_REQUIRED WORK_. Copy the rows below, replacing "window pane" with "glass panel" and leaving everything else unchanged.

## begin

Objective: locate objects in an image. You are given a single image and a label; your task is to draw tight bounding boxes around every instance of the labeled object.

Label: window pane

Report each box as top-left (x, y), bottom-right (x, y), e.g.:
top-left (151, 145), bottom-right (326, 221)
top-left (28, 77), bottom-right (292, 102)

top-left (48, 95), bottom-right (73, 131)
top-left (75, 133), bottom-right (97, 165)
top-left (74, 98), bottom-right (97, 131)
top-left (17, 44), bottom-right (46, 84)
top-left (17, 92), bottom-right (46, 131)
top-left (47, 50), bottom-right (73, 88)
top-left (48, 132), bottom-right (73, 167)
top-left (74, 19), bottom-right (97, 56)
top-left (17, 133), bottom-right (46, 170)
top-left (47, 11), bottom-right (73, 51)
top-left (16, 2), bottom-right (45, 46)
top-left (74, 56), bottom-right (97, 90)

## end

_ANSWER TO THIS TASK_.
Objective: locate objects in an image. You are given a single image and a label; your task is to draw tight bounding boxes around every instance of the labeled object.

Label: glass panel

Report each box as top-left (x, y), bottom-right (x, y), e.g.:
top-left (151, 145), bottom-right (326, 221)
top-left (28, 77), bottom-right (292, 102)

top-left (48, 95), bottom-right (73, 131)
top-left (75, 133), bottom-right (97, 165)
top-left (74, 98), bottom-right (97, 131)
top-left (17, 44), bottom-right (46, 84)
top-left (17, 92), bottom-right (46, 131)
top-left (47, 50), bottom-right (73, 88)
top-left (48, 132), bottom-right (73, 167)
top-left (74, 19), bottom-right (97, 56)
top-left (17, 133), bottom-right (46, 170)
top-left (47, 11), bottom-right (73, 51)
top-left (16, 2), bottom-right (45, 46)
top-left (74, 56), bottom-right (97, 90)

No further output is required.